## Start Data for processing
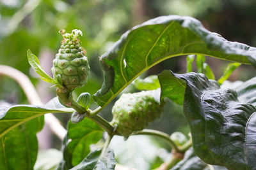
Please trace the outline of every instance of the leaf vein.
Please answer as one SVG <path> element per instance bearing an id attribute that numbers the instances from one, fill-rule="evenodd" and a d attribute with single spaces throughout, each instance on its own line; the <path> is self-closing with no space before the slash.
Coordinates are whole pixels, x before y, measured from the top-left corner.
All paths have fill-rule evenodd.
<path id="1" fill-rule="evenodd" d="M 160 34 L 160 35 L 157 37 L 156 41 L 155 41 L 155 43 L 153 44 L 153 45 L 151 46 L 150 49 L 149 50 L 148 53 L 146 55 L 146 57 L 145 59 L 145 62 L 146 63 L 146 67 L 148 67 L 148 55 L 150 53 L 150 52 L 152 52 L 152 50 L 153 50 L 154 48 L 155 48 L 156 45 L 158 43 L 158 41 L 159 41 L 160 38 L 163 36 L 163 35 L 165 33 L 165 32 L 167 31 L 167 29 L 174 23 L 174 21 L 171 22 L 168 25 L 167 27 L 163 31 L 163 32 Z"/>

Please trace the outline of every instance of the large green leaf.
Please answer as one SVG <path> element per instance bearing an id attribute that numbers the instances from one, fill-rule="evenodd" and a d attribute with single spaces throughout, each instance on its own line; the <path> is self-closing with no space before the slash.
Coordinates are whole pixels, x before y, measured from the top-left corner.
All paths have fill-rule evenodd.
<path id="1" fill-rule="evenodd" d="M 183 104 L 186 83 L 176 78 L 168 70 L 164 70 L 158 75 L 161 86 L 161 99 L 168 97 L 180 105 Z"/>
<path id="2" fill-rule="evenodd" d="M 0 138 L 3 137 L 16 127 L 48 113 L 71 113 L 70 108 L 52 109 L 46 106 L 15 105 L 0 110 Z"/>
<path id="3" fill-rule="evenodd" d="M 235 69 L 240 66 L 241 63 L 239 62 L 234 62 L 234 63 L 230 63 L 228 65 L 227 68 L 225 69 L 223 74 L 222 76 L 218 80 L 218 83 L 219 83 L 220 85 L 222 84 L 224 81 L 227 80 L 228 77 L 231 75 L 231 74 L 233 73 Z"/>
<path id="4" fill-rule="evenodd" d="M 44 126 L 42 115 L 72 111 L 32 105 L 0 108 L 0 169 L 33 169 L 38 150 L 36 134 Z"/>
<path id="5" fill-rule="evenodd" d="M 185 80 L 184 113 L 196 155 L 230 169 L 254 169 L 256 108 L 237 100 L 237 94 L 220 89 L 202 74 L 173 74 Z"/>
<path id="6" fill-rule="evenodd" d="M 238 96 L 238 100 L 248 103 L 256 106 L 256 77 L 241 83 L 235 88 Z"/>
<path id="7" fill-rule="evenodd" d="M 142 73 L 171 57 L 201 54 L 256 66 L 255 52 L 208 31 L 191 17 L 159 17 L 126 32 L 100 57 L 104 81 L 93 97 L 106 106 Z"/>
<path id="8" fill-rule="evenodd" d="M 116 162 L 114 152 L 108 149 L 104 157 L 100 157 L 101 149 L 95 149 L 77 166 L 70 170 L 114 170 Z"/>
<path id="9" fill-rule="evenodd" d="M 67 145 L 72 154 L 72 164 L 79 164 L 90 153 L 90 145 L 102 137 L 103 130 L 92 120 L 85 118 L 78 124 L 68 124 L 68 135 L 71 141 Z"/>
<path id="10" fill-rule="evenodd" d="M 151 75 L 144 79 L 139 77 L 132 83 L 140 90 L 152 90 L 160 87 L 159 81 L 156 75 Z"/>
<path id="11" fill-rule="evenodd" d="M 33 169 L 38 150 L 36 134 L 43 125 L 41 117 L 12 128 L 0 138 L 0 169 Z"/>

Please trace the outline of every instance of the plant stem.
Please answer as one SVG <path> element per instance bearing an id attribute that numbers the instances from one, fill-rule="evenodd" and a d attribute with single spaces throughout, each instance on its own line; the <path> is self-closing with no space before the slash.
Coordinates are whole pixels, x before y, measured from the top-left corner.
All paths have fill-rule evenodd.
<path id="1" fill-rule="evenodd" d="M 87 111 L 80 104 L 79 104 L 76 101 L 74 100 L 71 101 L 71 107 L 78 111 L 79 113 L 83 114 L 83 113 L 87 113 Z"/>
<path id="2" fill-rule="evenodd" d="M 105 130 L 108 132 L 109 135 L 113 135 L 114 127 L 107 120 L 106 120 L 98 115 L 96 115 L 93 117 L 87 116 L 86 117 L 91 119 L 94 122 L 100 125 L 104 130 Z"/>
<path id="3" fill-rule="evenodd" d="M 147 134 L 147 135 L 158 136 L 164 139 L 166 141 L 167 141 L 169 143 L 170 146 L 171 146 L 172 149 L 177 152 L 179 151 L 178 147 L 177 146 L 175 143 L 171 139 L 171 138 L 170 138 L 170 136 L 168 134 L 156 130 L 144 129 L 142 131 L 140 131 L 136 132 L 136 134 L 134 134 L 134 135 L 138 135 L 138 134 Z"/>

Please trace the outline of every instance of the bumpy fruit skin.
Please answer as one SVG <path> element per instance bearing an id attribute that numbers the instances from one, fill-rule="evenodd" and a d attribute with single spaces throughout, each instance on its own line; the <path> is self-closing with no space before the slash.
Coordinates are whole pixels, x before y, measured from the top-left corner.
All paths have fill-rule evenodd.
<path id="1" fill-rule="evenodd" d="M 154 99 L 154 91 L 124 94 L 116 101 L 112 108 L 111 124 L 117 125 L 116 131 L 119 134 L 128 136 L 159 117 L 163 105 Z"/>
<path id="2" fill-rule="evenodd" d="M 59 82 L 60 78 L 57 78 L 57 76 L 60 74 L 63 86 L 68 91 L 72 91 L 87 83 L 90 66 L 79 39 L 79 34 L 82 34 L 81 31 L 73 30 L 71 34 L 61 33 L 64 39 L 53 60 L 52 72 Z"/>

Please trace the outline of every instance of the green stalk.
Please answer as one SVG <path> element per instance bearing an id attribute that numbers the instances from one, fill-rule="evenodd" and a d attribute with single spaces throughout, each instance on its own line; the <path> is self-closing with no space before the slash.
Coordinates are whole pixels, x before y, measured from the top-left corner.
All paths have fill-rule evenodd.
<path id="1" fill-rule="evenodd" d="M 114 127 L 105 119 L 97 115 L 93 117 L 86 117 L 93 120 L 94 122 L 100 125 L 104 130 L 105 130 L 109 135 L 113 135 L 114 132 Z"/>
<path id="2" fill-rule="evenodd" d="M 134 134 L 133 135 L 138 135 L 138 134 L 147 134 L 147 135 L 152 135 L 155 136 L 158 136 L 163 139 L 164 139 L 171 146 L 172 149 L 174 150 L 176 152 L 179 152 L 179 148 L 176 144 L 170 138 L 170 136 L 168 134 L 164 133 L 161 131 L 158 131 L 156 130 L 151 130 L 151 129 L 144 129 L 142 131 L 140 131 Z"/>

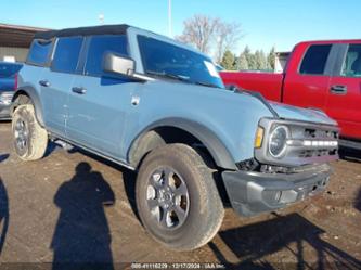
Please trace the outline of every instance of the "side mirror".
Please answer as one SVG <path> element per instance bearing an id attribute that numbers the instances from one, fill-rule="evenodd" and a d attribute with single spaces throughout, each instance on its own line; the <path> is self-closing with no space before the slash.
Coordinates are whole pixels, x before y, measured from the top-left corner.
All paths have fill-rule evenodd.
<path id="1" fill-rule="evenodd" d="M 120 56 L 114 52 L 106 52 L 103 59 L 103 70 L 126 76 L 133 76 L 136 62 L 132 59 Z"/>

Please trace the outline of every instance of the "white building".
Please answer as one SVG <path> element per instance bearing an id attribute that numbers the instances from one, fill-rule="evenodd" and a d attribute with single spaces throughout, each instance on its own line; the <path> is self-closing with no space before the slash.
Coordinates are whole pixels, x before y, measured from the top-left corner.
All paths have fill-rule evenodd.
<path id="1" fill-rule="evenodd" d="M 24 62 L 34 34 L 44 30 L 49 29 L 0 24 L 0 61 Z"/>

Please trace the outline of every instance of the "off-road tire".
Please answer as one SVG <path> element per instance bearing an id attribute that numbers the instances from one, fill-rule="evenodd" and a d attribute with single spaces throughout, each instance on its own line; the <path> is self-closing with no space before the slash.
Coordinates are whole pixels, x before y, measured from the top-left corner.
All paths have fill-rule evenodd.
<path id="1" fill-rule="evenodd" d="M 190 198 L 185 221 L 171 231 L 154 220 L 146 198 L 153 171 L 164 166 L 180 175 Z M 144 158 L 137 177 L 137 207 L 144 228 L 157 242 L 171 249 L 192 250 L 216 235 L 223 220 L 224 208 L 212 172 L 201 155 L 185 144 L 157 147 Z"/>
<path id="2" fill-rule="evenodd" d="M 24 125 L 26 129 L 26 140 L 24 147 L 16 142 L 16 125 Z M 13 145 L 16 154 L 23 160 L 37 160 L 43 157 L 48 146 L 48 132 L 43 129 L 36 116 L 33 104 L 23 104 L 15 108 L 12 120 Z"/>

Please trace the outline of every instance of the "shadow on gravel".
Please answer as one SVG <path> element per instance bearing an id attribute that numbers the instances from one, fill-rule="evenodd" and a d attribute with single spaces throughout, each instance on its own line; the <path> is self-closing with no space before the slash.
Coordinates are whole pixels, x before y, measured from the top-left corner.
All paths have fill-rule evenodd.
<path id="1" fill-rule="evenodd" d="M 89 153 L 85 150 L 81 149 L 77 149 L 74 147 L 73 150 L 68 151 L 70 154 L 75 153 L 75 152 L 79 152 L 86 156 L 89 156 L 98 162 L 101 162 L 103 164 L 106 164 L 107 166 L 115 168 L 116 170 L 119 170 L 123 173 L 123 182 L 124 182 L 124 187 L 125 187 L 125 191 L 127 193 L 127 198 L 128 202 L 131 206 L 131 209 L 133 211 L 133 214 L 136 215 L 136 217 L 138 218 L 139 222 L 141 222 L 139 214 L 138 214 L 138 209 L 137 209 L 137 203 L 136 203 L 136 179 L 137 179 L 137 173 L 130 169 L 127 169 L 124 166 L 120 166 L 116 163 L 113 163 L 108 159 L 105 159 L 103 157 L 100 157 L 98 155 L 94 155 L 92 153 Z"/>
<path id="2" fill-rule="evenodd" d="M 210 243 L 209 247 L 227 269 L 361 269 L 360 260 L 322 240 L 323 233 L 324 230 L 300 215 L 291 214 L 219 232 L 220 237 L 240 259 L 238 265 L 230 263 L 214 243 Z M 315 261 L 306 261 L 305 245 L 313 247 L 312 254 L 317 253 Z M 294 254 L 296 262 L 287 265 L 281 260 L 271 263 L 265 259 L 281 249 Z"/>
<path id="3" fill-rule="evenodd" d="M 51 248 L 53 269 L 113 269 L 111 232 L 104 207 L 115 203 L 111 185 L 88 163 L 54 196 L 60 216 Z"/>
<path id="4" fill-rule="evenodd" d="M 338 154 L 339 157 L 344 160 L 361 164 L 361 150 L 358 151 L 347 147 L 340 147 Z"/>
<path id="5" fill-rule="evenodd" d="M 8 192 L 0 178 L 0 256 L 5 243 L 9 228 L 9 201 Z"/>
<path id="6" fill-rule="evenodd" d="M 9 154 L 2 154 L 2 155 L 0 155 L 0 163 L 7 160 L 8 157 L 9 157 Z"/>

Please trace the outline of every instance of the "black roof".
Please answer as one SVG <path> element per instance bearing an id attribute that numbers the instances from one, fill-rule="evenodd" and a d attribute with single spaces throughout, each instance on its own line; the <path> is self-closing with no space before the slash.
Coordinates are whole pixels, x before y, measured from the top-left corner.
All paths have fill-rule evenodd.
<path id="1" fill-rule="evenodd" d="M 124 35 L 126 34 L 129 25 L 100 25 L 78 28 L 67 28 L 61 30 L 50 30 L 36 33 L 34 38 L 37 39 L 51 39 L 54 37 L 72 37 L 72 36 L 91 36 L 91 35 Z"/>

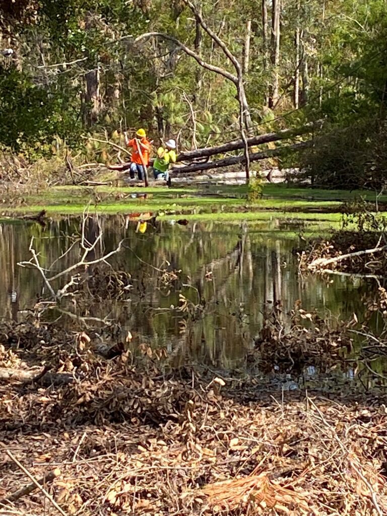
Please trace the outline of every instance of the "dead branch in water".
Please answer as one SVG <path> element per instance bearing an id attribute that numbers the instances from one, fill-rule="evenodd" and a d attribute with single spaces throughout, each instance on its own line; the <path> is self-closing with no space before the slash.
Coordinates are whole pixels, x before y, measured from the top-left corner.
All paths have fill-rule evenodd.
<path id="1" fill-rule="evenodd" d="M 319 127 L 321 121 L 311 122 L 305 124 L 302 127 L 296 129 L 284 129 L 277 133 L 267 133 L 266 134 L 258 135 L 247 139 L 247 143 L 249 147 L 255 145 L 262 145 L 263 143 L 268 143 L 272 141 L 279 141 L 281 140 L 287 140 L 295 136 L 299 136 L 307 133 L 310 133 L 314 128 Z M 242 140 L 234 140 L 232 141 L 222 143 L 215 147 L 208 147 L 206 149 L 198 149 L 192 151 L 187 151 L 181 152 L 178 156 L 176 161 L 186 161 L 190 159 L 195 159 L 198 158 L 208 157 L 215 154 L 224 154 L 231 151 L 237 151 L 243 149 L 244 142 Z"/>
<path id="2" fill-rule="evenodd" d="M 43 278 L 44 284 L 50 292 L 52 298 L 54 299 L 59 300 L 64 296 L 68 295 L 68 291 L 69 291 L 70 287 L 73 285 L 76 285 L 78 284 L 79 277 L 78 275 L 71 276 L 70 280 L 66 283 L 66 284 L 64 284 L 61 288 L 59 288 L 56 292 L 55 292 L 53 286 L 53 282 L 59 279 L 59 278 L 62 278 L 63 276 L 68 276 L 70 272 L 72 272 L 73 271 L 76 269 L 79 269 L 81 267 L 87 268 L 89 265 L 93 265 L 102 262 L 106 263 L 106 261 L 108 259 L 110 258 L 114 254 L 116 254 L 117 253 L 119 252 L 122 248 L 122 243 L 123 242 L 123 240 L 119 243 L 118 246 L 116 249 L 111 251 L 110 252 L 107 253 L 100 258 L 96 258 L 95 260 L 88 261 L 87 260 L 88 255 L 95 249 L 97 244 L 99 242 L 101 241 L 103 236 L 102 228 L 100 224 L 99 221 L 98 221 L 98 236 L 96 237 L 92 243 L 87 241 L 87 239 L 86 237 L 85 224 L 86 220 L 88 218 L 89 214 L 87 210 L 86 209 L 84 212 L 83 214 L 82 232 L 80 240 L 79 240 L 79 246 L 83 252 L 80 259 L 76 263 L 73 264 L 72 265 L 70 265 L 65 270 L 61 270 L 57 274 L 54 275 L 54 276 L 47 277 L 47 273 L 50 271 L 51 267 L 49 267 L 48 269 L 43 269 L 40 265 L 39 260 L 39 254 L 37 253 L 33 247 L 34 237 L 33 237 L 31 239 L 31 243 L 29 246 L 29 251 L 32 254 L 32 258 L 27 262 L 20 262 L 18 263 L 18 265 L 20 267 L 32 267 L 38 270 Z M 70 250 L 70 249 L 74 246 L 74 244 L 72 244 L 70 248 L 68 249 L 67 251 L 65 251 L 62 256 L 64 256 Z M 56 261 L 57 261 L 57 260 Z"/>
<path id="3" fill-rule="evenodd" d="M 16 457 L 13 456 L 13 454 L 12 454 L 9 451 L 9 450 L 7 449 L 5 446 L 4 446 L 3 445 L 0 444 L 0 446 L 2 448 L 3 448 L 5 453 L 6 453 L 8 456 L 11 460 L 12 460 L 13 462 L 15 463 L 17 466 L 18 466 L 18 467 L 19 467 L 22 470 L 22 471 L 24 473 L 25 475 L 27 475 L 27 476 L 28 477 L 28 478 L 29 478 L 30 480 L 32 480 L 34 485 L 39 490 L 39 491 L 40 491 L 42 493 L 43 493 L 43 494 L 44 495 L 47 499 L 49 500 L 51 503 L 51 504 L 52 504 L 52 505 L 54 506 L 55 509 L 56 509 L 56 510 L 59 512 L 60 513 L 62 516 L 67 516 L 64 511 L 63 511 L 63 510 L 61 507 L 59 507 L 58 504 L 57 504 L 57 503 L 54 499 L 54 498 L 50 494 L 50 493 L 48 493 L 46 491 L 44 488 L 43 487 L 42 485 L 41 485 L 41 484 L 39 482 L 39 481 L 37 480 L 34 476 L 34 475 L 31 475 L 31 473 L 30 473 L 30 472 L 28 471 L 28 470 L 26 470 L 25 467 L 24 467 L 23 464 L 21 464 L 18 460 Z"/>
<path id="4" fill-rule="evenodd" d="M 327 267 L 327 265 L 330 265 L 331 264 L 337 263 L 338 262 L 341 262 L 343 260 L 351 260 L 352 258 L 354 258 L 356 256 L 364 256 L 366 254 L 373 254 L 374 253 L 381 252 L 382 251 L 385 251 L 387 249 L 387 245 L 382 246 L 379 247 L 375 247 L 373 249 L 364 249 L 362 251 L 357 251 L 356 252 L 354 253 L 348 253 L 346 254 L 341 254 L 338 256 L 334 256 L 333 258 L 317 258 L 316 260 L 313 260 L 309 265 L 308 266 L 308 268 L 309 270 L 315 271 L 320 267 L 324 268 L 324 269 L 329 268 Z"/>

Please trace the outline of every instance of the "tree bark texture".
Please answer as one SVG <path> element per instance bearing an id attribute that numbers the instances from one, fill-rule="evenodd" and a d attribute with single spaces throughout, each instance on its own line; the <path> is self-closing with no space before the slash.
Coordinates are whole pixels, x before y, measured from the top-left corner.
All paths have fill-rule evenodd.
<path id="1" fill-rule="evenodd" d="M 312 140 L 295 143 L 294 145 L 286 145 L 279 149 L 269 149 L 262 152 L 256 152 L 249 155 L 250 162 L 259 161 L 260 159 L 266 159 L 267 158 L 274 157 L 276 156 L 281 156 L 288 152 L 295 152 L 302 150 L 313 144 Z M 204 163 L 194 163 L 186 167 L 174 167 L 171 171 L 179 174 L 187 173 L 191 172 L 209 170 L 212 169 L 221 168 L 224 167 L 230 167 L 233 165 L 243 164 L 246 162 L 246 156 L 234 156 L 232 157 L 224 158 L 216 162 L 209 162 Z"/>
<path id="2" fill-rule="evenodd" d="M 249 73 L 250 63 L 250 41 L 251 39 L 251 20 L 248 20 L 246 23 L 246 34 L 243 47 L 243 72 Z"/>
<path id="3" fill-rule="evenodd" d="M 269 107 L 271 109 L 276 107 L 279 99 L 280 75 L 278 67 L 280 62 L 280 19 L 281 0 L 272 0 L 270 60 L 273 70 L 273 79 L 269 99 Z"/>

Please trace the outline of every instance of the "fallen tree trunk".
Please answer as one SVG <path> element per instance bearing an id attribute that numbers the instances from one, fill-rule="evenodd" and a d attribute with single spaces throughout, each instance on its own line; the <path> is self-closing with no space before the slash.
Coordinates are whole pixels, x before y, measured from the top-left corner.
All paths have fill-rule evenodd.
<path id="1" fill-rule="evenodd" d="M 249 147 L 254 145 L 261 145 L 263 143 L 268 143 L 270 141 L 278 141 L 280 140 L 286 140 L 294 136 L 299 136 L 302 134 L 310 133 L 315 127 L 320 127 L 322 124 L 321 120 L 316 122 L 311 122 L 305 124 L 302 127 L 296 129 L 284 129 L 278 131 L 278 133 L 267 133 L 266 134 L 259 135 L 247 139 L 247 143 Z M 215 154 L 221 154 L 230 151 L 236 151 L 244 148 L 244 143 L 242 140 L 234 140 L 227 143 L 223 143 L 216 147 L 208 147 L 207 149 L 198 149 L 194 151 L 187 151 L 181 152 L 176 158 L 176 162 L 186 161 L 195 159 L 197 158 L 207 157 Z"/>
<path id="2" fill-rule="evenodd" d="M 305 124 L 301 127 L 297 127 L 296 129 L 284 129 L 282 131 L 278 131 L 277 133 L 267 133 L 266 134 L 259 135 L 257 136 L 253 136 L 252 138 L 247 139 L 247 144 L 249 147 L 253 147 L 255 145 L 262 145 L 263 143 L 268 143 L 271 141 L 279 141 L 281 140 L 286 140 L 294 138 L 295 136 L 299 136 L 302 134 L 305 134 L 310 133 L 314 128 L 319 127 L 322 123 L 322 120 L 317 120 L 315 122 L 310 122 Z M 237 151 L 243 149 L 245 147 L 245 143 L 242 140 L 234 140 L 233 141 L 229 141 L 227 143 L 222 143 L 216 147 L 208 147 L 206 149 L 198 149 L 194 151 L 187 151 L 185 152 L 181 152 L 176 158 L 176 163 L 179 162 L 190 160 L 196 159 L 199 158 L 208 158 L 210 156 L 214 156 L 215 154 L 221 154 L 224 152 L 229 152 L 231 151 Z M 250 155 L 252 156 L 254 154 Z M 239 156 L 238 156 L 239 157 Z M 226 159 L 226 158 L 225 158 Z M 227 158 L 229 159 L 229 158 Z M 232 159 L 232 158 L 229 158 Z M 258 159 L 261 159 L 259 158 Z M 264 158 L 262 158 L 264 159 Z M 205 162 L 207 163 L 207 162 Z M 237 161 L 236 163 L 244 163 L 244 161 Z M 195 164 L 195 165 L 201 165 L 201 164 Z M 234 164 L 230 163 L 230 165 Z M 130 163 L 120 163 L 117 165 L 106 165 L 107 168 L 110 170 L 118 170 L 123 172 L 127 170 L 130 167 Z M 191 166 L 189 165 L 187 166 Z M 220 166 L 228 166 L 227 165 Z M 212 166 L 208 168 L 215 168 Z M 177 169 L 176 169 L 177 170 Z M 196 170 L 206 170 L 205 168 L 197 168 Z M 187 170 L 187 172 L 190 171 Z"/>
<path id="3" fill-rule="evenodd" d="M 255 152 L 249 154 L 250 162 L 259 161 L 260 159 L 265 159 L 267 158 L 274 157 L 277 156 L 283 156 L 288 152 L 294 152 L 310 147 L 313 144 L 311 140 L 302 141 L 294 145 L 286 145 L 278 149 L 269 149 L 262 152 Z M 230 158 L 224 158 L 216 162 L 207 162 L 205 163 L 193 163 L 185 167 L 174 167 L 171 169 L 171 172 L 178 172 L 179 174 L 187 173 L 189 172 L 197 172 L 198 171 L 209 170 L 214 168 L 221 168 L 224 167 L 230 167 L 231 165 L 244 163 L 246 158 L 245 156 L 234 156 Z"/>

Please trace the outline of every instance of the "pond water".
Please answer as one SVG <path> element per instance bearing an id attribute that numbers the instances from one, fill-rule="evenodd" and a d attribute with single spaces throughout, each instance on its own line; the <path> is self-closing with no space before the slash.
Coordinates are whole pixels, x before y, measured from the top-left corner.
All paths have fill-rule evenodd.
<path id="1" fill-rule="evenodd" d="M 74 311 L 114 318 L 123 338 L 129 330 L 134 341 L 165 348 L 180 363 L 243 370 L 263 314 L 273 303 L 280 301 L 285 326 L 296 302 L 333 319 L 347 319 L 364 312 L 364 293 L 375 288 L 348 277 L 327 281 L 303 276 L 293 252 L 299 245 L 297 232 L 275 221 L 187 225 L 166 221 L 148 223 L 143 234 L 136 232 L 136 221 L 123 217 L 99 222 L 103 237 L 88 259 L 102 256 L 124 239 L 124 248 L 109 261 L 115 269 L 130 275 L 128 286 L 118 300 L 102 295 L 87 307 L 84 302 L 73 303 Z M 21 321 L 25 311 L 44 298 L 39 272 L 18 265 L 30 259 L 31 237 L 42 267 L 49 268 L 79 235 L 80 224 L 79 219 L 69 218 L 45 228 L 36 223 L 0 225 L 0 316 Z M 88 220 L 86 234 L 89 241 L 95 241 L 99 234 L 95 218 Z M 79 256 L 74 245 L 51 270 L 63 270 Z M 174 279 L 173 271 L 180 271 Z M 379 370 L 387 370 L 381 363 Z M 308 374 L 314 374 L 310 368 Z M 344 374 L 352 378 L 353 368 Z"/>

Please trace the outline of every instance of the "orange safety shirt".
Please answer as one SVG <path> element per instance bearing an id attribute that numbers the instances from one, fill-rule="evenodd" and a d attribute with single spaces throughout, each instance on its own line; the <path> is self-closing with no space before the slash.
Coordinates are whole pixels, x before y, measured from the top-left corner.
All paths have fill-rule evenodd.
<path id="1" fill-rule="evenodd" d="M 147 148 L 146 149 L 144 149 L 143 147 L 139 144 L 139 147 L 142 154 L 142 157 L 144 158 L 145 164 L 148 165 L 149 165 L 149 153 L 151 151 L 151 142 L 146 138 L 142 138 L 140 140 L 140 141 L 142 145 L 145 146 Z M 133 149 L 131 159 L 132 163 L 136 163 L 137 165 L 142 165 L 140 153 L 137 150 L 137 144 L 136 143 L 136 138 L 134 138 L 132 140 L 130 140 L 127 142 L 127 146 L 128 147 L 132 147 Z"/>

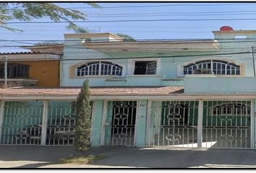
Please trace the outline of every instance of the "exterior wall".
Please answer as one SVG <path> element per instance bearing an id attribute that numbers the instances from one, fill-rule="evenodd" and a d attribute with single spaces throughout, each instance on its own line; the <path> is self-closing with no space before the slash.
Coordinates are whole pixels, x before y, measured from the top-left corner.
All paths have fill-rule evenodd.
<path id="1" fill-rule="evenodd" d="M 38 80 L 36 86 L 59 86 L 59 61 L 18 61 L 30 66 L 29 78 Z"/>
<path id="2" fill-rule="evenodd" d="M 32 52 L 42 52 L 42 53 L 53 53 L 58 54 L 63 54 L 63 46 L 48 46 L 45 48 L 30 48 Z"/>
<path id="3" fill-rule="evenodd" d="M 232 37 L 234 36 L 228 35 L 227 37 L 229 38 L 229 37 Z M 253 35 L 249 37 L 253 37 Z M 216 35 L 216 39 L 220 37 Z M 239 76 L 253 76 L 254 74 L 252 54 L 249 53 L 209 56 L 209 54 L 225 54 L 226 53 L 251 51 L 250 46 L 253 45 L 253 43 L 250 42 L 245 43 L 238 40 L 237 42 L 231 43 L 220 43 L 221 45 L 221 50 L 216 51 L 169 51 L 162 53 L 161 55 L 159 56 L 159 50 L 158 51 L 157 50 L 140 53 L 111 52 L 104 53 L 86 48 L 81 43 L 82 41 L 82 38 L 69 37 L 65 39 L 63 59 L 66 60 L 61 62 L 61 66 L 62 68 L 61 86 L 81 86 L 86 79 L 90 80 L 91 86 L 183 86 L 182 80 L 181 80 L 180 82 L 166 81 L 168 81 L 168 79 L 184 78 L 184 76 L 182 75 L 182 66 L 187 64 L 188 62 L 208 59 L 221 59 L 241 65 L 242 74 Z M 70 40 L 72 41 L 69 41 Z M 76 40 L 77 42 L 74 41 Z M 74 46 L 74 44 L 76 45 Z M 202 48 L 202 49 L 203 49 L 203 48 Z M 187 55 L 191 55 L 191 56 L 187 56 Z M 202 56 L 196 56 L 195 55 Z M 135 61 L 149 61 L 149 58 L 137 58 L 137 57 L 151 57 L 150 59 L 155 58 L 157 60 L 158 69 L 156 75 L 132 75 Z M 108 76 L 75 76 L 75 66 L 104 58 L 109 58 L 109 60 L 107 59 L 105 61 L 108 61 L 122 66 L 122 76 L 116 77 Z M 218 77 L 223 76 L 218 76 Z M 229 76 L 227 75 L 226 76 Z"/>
## End Data for processing
:: Exercise requirements ::
Locate every line in the entries above that contains the string "tree" and copy each of those lines.

:: Exercise result ::
Please trace the outline of every instance of the "tree bark texture".
Please trace the outline of every instance of the "fallen tree trunk".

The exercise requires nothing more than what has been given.